**Tarea asignada A:**
Transcribe, del texto sobre Katz, la parte que arranca con las palabras que contienen "Ya bajo los" y termina con "de enemistad personal.".
**Tarea asignada B:**
Según el texto sobre Katz, ¿cuáles son los postulados prácticos con los que Nietzsche describió su praxis bélica? Enuméralos todos.

Katz y el nihilismo fofo // Diego Sztulwark



Según su propia mitología, el PRO es el primer partido del siglo XXI porque las ideologías le importan un bledo. Pero el gobierno de los CEO´s ya tiene quien le escriba. Alejandro Katz fue uno de los intelectuales post-orgánicos que acudieron al llamado del nuevo Presidente, para ayudarlo a interpretar la época. El obsceno oficio de pensar sin dignidad.

Ya bajo los efectos de la locura, Nietzsche describió su praxis bélica en cuatro postulados prácticos:  a) “sólo ataco cosas que triunfan”; b) estos ataques se realizan a nombre propio, sin aliados; c) no se ataca nunca a personas: se sirve uno de ellas “tan sólo como de una poderosa lente de aumento con la cual se puede hacer visible una situación de peligro general” y, finalmente; d) sólo es lícito atacar cuando está excluida toda cuestión de enemistad personal.
Bajo esta recomendación, aunque sin respetarla al pie de la letra, propongo prestar atención al modo en que triunfa, en el plano de la escritura reflexiva en el que pretende desenvolverse el ensayista Alejandro Katz, algo que podemos llamar “lo obsceno”: un tipo de argumentación en la que lo impúdico se deja traslucir sin explicitárselo del todo. Se lo hace pasar distraídamente, como si de un accidente de la comprensión se tratase, mientras se aparenta hablar decorosamente.

**Extracto de registros:**
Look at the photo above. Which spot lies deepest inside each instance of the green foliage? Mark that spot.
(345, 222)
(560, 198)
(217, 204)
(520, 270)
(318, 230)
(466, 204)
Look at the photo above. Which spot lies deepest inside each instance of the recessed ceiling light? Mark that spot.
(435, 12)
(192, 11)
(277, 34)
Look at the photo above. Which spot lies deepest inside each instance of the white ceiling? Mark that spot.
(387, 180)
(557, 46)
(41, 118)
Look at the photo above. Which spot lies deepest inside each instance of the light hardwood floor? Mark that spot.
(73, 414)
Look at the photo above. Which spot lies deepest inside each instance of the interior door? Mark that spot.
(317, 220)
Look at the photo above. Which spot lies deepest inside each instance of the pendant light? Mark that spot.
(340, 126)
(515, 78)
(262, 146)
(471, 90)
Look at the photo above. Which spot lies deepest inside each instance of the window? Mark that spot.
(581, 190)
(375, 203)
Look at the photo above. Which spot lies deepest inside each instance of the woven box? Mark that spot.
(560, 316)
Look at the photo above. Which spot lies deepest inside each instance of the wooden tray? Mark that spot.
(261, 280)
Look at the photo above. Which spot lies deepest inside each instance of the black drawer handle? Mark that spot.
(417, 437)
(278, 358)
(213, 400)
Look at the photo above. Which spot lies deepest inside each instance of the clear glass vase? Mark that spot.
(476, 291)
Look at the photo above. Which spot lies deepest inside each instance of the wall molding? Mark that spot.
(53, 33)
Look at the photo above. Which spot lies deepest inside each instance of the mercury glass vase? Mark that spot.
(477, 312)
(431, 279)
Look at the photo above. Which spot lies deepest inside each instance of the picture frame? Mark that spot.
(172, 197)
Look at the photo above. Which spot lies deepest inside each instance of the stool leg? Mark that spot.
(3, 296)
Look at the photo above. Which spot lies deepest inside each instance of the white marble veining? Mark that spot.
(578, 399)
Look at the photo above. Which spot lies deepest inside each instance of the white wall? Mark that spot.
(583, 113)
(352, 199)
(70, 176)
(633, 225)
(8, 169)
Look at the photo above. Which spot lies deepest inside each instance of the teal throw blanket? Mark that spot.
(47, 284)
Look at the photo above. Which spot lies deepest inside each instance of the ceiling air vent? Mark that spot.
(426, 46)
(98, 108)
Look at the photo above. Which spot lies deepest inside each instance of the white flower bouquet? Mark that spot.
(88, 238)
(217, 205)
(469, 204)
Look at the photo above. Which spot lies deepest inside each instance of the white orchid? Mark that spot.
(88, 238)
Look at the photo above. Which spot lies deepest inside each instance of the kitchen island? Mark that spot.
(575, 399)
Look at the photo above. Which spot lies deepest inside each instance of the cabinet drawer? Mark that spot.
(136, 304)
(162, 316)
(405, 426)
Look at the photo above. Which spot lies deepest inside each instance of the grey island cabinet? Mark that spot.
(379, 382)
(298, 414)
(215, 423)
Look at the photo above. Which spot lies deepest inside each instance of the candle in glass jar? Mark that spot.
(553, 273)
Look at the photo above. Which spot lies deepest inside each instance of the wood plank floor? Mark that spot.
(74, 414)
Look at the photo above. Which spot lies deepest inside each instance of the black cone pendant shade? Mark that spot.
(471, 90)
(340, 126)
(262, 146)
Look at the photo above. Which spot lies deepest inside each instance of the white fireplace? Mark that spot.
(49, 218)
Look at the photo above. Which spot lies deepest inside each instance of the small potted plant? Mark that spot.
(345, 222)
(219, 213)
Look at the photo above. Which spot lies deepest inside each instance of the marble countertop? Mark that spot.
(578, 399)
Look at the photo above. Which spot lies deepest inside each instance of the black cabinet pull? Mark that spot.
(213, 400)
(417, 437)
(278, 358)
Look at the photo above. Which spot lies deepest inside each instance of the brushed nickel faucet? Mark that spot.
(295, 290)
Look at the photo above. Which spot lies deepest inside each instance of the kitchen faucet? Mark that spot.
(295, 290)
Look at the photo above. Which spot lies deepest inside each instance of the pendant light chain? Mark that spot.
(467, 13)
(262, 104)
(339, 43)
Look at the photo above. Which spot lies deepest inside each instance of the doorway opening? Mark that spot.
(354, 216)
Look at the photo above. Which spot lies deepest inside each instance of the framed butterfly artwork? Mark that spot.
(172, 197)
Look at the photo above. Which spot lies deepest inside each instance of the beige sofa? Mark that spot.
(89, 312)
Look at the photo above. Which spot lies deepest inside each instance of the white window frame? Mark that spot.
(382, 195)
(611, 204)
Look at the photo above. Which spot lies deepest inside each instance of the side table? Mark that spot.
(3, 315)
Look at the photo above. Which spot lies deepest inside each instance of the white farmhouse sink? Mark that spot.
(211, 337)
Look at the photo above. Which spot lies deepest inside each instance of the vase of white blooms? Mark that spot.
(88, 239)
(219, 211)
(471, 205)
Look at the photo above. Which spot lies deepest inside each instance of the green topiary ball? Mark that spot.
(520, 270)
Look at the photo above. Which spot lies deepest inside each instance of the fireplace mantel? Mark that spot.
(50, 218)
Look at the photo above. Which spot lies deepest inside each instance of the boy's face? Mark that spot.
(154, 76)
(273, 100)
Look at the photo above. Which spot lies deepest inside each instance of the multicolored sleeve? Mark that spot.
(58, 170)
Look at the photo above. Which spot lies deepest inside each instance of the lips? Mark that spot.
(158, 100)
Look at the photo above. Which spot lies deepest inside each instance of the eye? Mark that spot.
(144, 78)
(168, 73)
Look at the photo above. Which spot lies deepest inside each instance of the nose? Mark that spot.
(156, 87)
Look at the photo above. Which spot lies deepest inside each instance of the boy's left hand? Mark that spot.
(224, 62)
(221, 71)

**Respuesta completa A:**
Ya bajo los efectos de la locura, Nietzsche describió su praxis bélica en cuatro postulados prácticos:  a) “sólo ataco cosas que triunfan”; b) estos ataques se realizan a nombre propio, sin aliados; c) no se ataca nunca a personas: se sirve uno de ellas “tan sólo como de una poderosa lente de aumento con la cual se puede hacer visible una situación de peligro general” y, finalmente; d) sólo es lícito atacar cuando está excluida toda cuestión de enemistad personal.

**Respuesta completa B:**
a) Solo ataca cosas que triunfan.
b) Los ataques se hacen a nombre propio, sin aliados.
c) Nunca se ataca a personas. Solo se las usa como una poderosa lente de aumento que hace visible una situación de peligro general.
d) Solo es lícito atacar cuando está excluida toda cuestión de enemistad personal.